EXERCISE REQUIREMENTS: Exactly the lines from the one containing "Quickstart: the segmenter" through the end of the data below are to be reproduced, and nothing besides them.
## start
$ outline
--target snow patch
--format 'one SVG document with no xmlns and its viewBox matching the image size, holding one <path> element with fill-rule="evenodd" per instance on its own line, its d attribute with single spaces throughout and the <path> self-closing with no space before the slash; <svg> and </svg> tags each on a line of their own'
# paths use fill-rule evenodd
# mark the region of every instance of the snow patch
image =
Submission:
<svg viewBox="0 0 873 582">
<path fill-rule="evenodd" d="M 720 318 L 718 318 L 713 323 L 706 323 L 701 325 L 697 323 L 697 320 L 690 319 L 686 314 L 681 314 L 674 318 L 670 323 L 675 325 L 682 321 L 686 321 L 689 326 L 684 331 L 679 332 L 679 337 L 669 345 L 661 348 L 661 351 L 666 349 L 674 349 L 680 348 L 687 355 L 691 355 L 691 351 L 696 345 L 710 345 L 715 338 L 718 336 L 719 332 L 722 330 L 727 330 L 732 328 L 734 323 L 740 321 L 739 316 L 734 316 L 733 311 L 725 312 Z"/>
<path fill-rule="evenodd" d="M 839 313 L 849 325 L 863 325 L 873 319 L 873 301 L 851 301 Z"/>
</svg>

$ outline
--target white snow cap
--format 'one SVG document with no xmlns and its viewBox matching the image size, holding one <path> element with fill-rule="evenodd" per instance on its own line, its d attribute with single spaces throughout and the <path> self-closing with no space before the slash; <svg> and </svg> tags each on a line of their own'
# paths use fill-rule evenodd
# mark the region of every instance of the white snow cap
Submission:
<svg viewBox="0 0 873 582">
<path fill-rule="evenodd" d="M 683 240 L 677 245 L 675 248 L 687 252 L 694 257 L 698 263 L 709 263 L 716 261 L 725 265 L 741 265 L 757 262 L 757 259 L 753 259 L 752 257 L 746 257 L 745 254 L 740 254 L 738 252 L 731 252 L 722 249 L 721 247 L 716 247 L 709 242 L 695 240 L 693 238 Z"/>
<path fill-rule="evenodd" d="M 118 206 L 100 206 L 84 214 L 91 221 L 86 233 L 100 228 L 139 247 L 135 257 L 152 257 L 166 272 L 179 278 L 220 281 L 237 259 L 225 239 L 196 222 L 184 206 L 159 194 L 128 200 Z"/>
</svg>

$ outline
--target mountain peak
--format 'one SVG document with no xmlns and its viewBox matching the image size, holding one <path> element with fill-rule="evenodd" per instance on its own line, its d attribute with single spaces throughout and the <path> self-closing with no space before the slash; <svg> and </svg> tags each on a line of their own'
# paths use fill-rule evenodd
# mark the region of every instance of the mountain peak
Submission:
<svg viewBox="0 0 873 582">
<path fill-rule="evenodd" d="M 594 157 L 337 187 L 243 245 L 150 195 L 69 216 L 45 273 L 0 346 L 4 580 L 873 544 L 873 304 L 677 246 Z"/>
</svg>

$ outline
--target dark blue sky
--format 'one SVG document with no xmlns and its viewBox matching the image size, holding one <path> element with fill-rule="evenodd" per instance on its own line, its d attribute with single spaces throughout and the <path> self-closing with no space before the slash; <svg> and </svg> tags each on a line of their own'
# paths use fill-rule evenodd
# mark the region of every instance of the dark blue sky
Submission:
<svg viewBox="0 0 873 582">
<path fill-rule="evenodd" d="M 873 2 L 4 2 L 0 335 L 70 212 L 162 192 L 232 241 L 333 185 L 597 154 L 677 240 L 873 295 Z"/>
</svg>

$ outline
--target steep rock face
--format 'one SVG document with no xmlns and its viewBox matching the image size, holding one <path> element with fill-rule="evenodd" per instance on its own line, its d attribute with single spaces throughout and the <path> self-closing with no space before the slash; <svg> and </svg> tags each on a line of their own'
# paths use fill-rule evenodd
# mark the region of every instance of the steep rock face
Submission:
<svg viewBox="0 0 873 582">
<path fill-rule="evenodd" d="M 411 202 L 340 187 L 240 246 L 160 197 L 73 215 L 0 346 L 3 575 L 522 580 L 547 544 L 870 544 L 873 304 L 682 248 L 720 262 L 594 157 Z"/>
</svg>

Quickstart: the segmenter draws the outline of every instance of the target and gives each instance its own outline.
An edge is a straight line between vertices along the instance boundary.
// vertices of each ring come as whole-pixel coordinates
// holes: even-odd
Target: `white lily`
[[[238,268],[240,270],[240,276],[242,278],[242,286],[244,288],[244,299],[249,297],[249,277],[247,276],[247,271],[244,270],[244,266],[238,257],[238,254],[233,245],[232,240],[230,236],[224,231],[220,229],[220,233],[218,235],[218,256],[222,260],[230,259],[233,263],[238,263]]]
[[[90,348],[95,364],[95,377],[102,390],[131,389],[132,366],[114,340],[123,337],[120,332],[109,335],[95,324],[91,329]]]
## end
RESULT FOR THIS EXERCISE:
Quickstart: the segmenter draws the outline of every instance of the target and gives each instance its own outline.
An edge is a straight line between vertices along the instance boundary.
// vertices of each ring come as whole-pixel coordinates
// holes: even-odd
Target: `white lily`
[[[238,268],[240,270],[240,276],[242,278],[242,286],[244,288],[244,299],[249,297],[249,277],[247,276],[247,271],[244,270],[244,266],[238,257],[238,254],[233,245],[232,240],[230,236],[224,231],[220,229],[220,233],[218,235],[218,256],[222,260],[230,259],[233,263],[238,263]]]
[[[90,348],[95,364],[95,377],[102,390],[131,389],[132,366],[114,340],[123,337],[120,332],[109,335],[95,324],[91,329]]]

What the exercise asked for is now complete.